WHAT YOU WILL DO: Rewrite all of the material below with every occurrence of "shrub" replaced by "bush", leaving everything else unchanged.

INFORMATION SHOWN:
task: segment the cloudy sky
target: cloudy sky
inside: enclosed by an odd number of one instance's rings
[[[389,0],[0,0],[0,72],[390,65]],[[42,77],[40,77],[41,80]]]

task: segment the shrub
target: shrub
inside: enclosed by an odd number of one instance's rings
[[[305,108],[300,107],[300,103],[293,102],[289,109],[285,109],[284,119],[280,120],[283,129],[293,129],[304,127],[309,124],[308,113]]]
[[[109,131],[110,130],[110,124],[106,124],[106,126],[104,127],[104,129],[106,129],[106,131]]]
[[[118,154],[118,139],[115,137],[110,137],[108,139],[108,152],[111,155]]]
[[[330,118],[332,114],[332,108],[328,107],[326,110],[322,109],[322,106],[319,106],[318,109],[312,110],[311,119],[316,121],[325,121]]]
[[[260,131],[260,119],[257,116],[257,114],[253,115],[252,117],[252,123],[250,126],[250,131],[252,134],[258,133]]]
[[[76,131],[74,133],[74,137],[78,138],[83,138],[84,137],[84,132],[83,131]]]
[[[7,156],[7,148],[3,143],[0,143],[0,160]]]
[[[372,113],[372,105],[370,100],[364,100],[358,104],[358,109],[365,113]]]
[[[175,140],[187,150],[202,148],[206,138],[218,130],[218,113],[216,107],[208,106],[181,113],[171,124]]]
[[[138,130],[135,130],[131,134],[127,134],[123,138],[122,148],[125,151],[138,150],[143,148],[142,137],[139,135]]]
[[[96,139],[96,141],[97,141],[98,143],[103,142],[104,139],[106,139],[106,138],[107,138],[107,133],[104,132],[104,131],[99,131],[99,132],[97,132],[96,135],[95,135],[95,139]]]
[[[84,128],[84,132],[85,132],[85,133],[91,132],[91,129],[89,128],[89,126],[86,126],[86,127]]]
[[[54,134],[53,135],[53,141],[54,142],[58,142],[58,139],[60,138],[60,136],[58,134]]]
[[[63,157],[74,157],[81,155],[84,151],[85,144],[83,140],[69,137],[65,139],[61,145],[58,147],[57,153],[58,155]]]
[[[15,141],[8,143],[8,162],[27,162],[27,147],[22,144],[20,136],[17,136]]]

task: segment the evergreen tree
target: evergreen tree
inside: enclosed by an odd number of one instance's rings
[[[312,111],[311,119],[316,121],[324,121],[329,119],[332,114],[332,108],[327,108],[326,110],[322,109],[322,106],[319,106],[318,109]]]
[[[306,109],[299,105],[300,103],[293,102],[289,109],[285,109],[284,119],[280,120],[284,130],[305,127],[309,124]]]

ANSWER TO THE PROBLEM:
task: segment the cloudy sky
target: cloudy sky
inside: enclosed by an odd number of one instance's rings
[[[389,0],[0,0],[0,72],[390,65]],[[42,77],[40,77],[41,80]]]

task: segment the bush
target: bush
inside: enclosed by an odd number of one instance's rings
[[[305,108],[300,107],[300,103],[293,102],[289,109],[285,109],[284,119],[280,120],[283,129],[293,129],[304,127],[309,124],[308,113]]]
[[[109,131],[110,130],[110,124],[106,124],[106,126],[104,127],[104,129],[106,129],[106,131]]]
[[[118,154],[118,139],[115,137],[110,137],[108,139],[108,152],[111,155]]]
[[[330,118],[332,114],[332,108],[328,107],[326,110],[322,109],[322,106],[319,106],[318,109],[312,110],[311,119],[316,121],[325,121]]]
[[[260,131],[260,119],[257,116],[257,114],[253,115],[252,117],[252,123],[250,126],[250,131],[252,134],[258,133]]]
[[[76,131],[74,133],[74,137],[78,138],[83,138],[84,137],[84,132],[83,131]]]
[[[7,156],[7,148],[3,143],[0,143],[0,160]]]
[[[372,113],[372,105],[370,100],[364,100],[358,104],[358,109],[365,113]]]
[[[175,140],[187,150],[202,148],[206,138],[218,130],[218,113],[216,107],[208,106],[181,113],[171,124]]]
[[[138,130],[135,130],[131,134],[127,134],[123,138],[122,148],[125,151],[138,150],[143,148],[142,137],[139,135]]]
[[[96,139],[96,141],[97,141],[98,143],[103,142],[104,139],[106,139],[106,138],[107,138],[107,133],[104,132],[104,131],[99,131],[99,132],[97,132],[96,135],[95,135],[95,139]]]
[[[84,128],[84,132],[85,132],[85,133],[91,132],[91,129],[89,128],[89,126],[86,126],[86,127]]]
[[[54,134],[53,135],[53,141],[54,142],[58,142],[58,139],[60,138],[60,136],[58,134]]]
[[[63,157],[74,157],[81,155],[84,151],[85,144],[83,140],[69,137],[65,139],[61,145],[58,147],[57,153],[58,155]]]
[[[15,141],[8,143],[8,162],[27,162],[27,147],[22,144],[20,136],[17,136]]]

task: segment the evergreen tree
target: evergreen tree
inside: enclosed by an odd number of one instance's rings
[[[312,111],[311,119],[316,121],[324,121],[329,119],[332,114],[332,108],[327,108],[326,110],[322,109],[322,106],[319,106],[318,109]]]
[[[306,109],[299,105],[300,103],[293,102],[289,109],[285,109],[284,119],[280,120],[284,130],[305,127],[309,124]]]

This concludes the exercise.